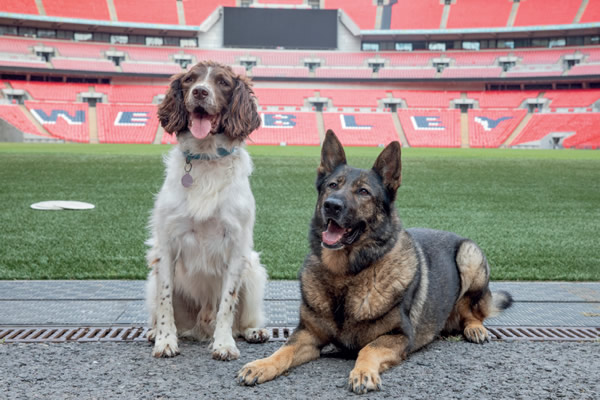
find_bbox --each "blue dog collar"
[181,147,238,187]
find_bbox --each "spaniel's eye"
[328,182,338,189]
[358,188,370,196]
[184,76,193,83]
[218,79,228,86]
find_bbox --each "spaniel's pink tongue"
[322,221,345,246]
[190,115,212,140]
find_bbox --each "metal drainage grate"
[488,326,600,342]
[0,327,150,343]
[1,326,598,344]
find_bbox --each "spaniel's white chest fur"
[145,141,267,359]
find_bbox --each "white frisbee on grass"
[30,201,95,211]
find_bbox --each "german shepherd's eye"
[328,182,338,189]
[358,188,370,196]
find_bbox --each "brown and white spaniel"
[145,61,268,360]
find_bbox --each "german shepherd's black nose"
[323,198,344,218]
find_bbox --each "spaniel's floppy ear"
[157,72,188,134]
[221,75,261,139]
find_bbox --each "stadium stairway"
[507,0,519,27]
[18,104,50,136]
[391,112,408,147]
[502,112,533,148]
[574,0,590,23]
[152,126,165,145]
[315,111,325,143]
[34,0,45,16]
[88,107,98,144]
[460,113,469,148]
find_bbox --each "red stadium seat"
[115,45,177,62]
[26,100,89,143]
[251,112,320,145]
[119,61,182,74]
[384,52,439,67]
[0,37,36,54]
[0,104,45,136]
[504,67,564,78]
[252,50,310,66]
[10,81,90,101]
[543,90,600,108]
[253,88,314,107]
[468,109,527,148]
[580,1,600,23]
[251,66,310,78]
[397,109,461,148]
[257,0,305,4]
[318,89,388,108]
[377,68,437,79]
[96,103,159,144]
[95,84,166,104]
[322,112,400,147]
[314,68,372,79]
[511,113,600,149]
[514,49,567,65]
[513,0,579,26]
[0,58,49,69]
[43,0,110,21]
[390,0,444,30]
[112,0,179,24]
[316,52,376,67]
[392,91,461,108]
[441,67,502,78]
[185,49,241,66]
[323,0,377,29]
[0,0,38,14]
[446,0,512,28]
[448,51,506,66]
[51,58,117,72]
[567,64,600,76]
[467,91,540,108]
[48,40,109,59]
[182,0,236,26]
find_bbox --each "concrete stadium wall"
[0,119,24,142]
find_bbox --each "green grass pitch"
[0,143,598,281]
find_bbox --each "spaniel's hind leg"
[236,251,270,344]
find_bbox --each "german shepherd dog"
[238,131,512,394]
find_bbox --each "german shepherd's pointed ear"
[318,130,347,177]
[372,141,402,199]
[157,72,188,134]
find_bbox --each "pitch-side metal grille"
[0,327,150,343]
[1,326,598,344]
[487,326,600,341]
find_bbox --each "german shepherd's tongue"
[322,220,345,246]
[189,113,212,140]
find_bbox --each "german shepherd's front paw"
[464,323,490,344]
[347,366,382,395]
[237,359,279,386]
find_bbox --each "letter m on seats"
[31,109,85,125]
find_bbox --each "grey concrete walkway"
[0,281,599,328]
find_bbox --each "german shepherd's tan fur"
[238,131,512,394]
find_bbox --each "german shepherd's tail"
[484,290,513,318]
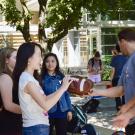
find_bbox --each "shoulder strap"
[91,58,94,67]
[99,59,102,69]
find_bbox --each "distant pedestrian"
[110,43,128,110]
[87,51,103,83]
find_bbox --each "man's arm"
[113,106,135,128]
[118,96,135,114]
[90,86,124,98]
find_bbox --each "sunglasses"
[112,131,126,135]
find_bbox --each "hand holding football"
[68,76,93,96]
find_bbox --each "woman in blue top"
[110,43,128,110]
[41,53,72,135]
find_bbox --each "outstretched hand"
[62,76,79,91]
[88,89,99,97]
[112,113,130,128]
[117,104,129,115]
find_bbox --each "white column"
[52,39,64,67]
[67,31,80,67]
[97,27,102,53]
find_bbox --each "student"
[12,42,75,135]
[0,47,22,135]
[89,28,135,135]
[87,51,103,83]
[41,53,72,135]
[110,43,128,110]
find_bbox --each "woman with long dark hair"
[41,53,72,135]
[87,51,103,83]
[12,42,75,135]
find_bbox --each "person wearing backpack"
[87,51,103,83]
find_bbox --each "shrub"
[102,65,112,81]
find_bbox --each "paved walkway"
[87,98,117,135]
[70,96,118,135]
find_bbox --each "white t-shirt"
[19,71,49,127]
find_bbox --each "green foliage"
[45,0,82,37]
[102,55,112,65]
[102,65,112,81]
[0,0,32,41]
[1,0,135,51]
[101,55,112,81]
[0,0,22,26]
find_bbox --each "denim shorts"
[23,124,49,135]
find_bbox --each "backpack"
[67,104,87,134]
[82,99,100,113]
[67,104,98,135]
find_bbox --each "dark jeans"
[23,124,49,135]
[49,118,68,135]
[126,122,135,135]
[112,78,125,110]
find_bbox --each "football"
[68,76,94,96]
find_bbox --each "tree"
[0,0,135,51]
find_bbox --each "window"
[101,10,135,21]
[102,35,117,45]
[102,46,114,55]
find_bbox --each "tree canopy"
[0,0,135,51]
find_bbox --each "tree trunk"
[22,18,31,42]
[47,29,68,52]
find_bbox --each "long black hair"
[12,42,42,104]
[41,53,64,80]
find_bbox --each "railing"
[62,67,87,77]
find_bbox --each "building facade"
[1,1,135,68]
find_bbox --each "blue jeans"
[23,124,49,135]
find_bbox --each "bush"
[102,64,112,81]
[102,55,112,65]
[101,55,112,81]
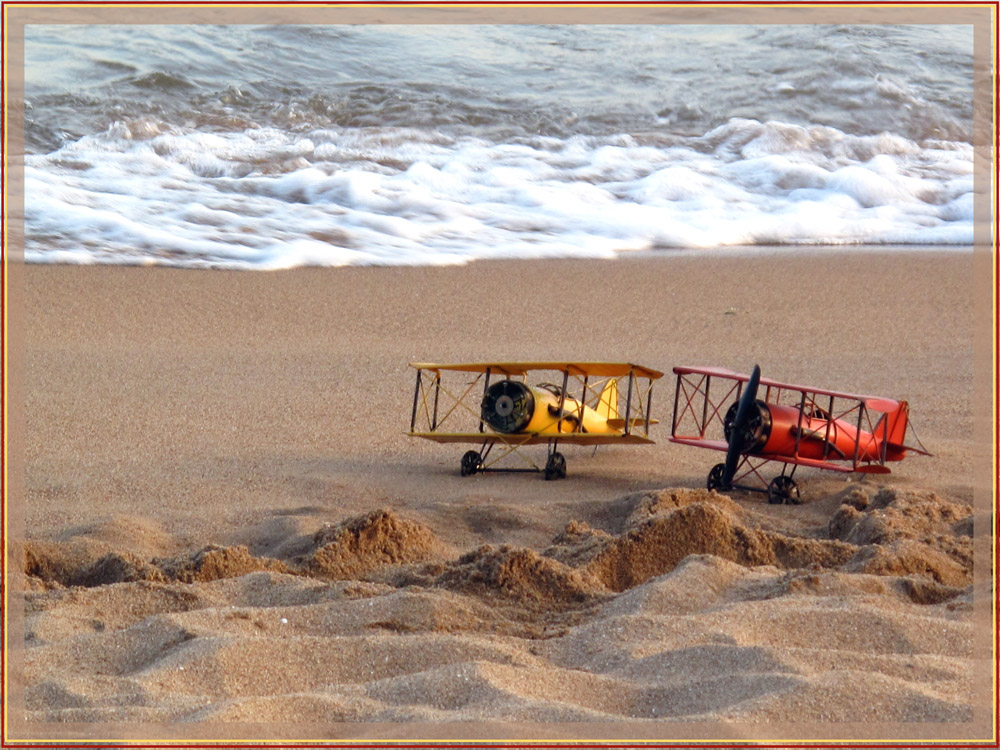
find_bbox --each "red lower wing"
[667,436,872,474]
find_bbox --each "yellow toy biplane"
[407,362,663,479]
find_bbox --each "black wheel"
[707,463,728,492]
[544,451,567,480]
[767,476,800,505]
[460,450,482,477]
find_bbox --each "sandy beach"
[9,250,994,742]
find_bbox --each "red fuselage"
[747,401,908,464]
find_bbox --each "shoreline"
[19,242,978,272]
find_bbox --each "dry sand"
[9,250,994,742]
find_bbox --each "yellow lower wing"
[408,432,655,446]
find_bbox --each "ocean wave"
[24,119,974,269]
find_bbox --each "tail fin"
[595,379,619,421]
[885,401,910,447]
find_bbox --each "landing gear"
[705,459,801,505]
[707,463,728,492]
[460,450,482,476]
[544,451,567,481]
[459,442,568,479]
[768,475,801,505]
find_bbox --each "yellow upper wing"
[409,361,664,380]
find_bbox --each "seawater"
[22,24,975,269]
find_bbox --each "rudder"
[595,379,619,421]
[886,401,910,447]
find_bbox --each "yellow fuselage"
[486,383,621,436]
[525,386,619,435]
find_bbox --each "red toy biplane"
[669,365,931,504]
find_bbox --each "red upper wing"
[671,366,899,412]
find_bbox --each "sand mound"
[157,545,291,584]
[300,508,448,581]
[830,487,973,586]
[23,540,120,589]
[843,540,971,588]
[830,487,972,544]
[23,542,77,588]
[623,487,745,525]
[77,552,167,586]
[23,517,181,589]
[24,543,290,588]
[435,545,605,606]
[577,487,742,536]
[581,501,856,592]
[540,520,614,568]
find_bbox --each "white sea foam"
[24,119,974,269]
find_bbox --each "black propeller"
[722,364,761,488]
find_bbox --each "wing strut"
[792,390,806,459]
[431,372,441,430]
[645,383,654,434]
[851,400,866,469]
[479,367,491,433]
[821,394,835,461]
[624,370,634,435]
[410,368,422,432]
[700,374,711,436]
[558,368,569,433]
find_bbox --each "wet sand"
[10,249,994,742]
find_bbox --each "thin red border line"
[0,1,998,5]
[2,6,996,749]
[0,743,993,748]
[983,2,997,743]
[14,741,1000,748]
[1,745,997,749]
[2,1,10,747]
[994,0,1000,743]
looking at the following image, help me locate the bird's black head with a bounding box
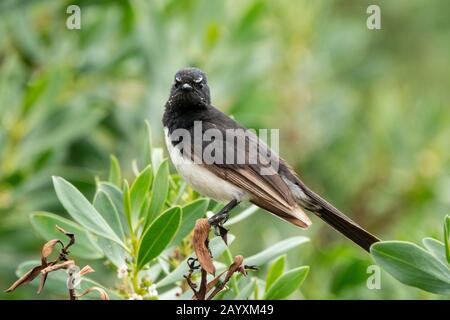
[167,67,211,109]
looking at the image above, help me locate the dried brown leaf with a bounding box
[228,255,245,276]
[41,239,63,263]
[79,265,95,276]
[56,225,75,249]
[37,261,57,294]
[77,286,110,300]
[193,218,215,275]
[37,273,48,294]
[206,255,245,300]
[41,260,75,275]
[4,264,45,293]
[206,270,227,292]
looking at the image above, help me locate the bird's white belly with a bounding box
[164,128,247,202]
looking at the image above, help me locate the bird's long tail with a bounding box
[301,186,380,252]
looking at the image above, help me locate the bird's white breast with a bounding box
[164,128,247,202]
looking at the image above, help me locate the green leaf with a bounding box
[98,183,124,216]
[224,205,259,227]
[151,148,164,175]
[445,215,450,264]
[123,180,132,233]
[137,206,182,270]
[371,241,450,295]
[108,155,122,187]
[142,120,153,168]
[130,165,152,223]
[144,159,169,228]
[98,182,129,237]
[171,198,209,246]
[30,212,103,260]
[93,190,125,241]
[52,176,125,248]
[245,236,309,266]
[235,279,257,300]
[157,235,235,287]
[263,266,309,300]
[423,237,448,266]
[265,255,286,292]
[96,237,127,268]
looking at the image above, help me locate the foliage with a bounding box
[5,226,109,300]
[8,124,309,299]
[371,216,450,295]
[1,0,450,300]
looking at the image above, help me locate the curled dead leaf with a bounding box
[193,218,215,275]
[76,286,110,300]
[206,270,227,292]
[205,255,246,300]
[4,264,45,293]
[41,260,75,275]
[37,273,48,294]
[56,225,75,249]
[220,255,245,286]
[41,239,63,264]
[229,255,246,276]
[37,261,57,294]
[79,265,95,276]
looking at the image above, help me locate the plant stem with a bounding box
[132,268,140,293]
[69,288,77,300]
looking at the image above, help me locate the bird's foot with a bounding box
[187,257,201,271]
[213,224,229,245]
[208,212,229,245]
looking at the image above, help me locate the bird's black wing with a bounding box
[193,107,311,227]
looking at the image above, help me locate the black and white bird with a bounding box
[162,67,380,252]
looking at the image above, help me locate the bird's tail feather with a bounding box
[302,187,380,252]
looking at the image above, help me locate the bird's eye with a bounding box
[194,76,203,84]
[175,76,181,84]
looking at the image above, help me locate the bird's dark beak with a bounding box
[181,83,193,92]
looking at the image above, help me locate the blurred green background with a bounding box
[1,0,449,299]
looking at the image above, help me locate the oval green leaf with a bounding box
[108,155,122,187]
[52,176,125,248]
[422,237,448,266]
[137,206,181,270]
[93,190,125,241]
[225,205,259,227]
[371,241,450,295]
[30,212,103,259]
[144,159,169,228]
[265,255,286,292]
[445,215,450,264]
[263,266,309,300]
[171,198,209,246]
[98,182,129,237]
[96,238,127,268]
[131,165,152,223]
[245,236,309,266]
[235,279,257,300]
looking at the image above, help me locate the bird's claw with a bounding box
[187,257,201,271]
[212,224,228,245]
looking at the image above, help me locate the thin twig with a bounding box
[198,269,208,300]
[69,288,77,300]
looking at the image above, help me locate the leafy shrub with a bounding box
[11,123,310,299]
[371,215,450,295]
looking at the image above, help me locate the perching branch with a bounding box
[184,218,256,300]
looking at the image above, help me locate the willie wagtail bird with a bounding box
[162,67,380,252]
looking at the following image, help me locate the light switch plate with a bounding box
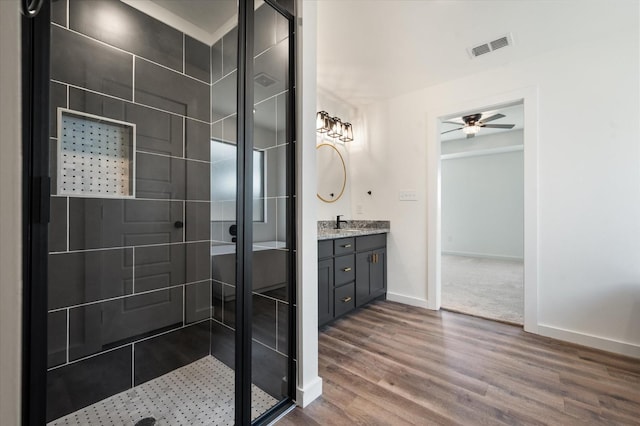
[399,190,417,201]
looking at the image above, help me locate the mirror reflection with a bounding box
[317,143,346,203]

---

Pictures stay out; reproduce exactly the lines from the one containing "looking at the image above, help me locate the willie" through the last line of the listing, both included.

Expected answer:
looking at the image above, help me locate the willie wagtail bird with a bounding box
[162,67,380,252]
looking at the following image, help me locate the light switch plate with a bounding box
[399,190,417,201]
looking at the image above, help me locate the mirror reflection with a bounding box
[317,143,346,203]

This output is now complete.